TEXTO FORNECIDO
= = = =

Em janeiro de 1933, pouco
após o lançamento do
Parnaso de Além-Túmulo,
Chico continuava trabalhando
no pequeno armazém de José
Felizardo. O salário era
minguado e Chico tinha um
outro suplício diário:
servir cachaça.
Foi então que recebeu a
visita do Dr. José Álvaro
Santos, poeta residente em
Belo Horizonte. Lera o livro
de Chico e desejou
conhecê-lo pessoalmente.
A família Xavier morava,
então, segundo as palavras
do próprio Chico, “numa casa
pequenina e prestes a cair”.
A família era numerosíssima.
Chico trabalhava das sete da
manhã às oito da noite,
atendendo no balcão ou
entregando mercadorias em
domicílio. O salário era de
quarenta mil réis.
José Álvaro comoveu-se com a
situação da família. Em
conversa particular com João
Cândido, disse que gostaria
de obter um bom emprego para
Chico na capital do Estado.
Mas, para isso, o rapaz
teria de acompanhá-lo a fim
de se enfronhar aos poucos
no ambiente
belo-horizontino. Chico
deveria permanecer três
meses com o novo amigo,
tentando arranjar colocação.
Pela manhã, João Cândido
chamou o filho de lado e
falou-lhe a respeito das
perspectivas que surgiam de
melhoria de vida. Era uma
excelente oportunidade para
melhorar a condição
econômica da família, muito
precária.
Chico nada respondeu. À
noite, no momento de rezar,
pediu a opinião de Emmanuel.
O Espírito esclareceu-lhe
que o plano era impróprio e
que ele deveria continuar
trabalhando na venda, pois
“o amparo de que
precisávamos viria do Alto
no momento oportuno”.

= = = =

DADOS REGISTRADOS
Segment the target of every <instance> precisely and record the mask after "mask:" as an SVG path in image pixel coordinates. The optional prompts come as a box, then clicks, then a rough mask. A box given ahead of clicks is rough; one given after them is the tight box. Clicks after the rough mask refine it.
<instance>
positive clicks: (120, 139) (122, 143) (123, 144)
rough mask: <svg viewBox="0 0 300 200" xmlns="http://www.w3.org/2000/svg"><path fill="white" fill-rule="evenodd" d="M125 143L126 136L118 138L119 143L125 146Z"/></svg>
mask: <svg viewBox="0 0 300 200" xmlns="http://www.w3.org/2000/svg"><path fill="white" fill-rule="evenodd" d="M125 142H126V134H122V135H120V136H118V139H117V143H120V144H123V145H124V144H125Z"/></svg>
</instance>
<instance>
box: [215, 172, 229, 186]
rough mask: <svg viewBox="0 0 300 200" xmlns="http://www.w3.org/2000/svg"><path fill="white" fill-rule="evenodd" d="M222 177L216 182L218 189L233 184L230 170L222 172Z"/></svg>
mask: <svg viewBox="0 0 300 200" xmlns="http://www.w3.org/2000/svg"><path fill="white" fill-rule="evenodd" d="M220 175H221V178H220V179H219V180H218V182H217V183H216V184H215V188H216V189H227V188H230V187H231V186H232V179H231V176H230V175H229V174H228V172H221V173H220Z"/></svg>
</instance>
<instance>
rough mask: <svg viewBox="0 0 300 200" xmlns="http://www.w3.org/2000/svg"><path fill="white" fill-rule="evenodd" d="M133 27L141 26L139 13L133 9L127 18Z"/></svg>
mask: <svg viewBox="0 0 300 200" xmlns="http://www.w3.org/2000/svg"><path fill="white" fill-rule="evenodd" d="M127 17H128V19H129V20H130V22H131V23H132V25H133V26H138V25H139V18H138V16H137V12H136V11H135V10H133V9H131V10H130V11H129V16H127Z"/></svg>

= = = =

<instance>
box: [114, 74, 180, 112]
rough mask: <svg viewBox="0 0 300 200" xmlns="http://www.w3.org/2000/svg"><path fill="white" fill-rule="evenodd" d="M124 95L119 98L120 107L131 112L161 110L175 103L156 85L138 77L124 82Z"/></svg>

= = = =

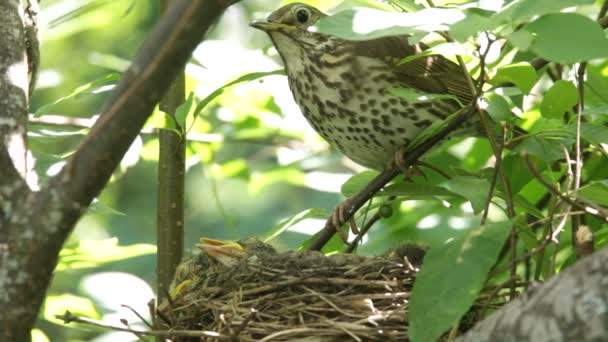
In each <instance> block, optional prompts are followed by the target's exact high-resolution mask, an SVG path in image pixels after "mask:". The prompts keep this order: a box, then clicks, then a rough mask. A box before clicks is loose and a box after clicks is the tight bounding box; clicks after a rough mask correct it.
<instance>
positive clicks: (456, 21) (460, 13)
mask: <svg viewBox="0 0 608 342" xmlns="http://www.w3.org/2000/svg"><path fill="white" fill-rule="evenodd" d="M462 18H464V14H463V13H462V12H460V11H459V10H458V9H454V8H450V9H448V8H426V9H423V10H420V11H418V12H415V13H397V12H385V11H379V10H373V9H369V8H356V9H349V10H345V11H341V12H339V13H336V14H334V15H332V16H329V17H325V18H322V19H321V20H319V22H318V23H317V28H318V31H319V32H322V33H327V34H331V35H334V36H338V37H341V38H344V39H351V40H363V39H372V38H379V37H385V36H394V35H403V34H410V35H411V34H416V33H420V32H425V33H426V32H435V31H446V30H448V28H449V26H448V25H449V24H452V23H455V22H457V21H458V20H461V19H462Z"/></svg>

= = = =

REQUISITOS DA TAREFA
Transcreva sem alterações o trecho do texto fornecido que começa em "Pela manhã, João" e vai até "opinião de Emmanuel.", incluindo este último. Os dados não têm qualquer papel aqui.

SUA RESPOSTA
Pela manhã, João Cândido
chamou o filho de lado e
falou-lhe a respeito das
perspectivas que surgiam de
melhoria de vida. Era uma
excelente oportunidade para
melhorar a condição
econômica da família, muito
precária.
Chico nada respondeu. À
noite, no momento de rezar,
pediu a opinião de Emmanuel.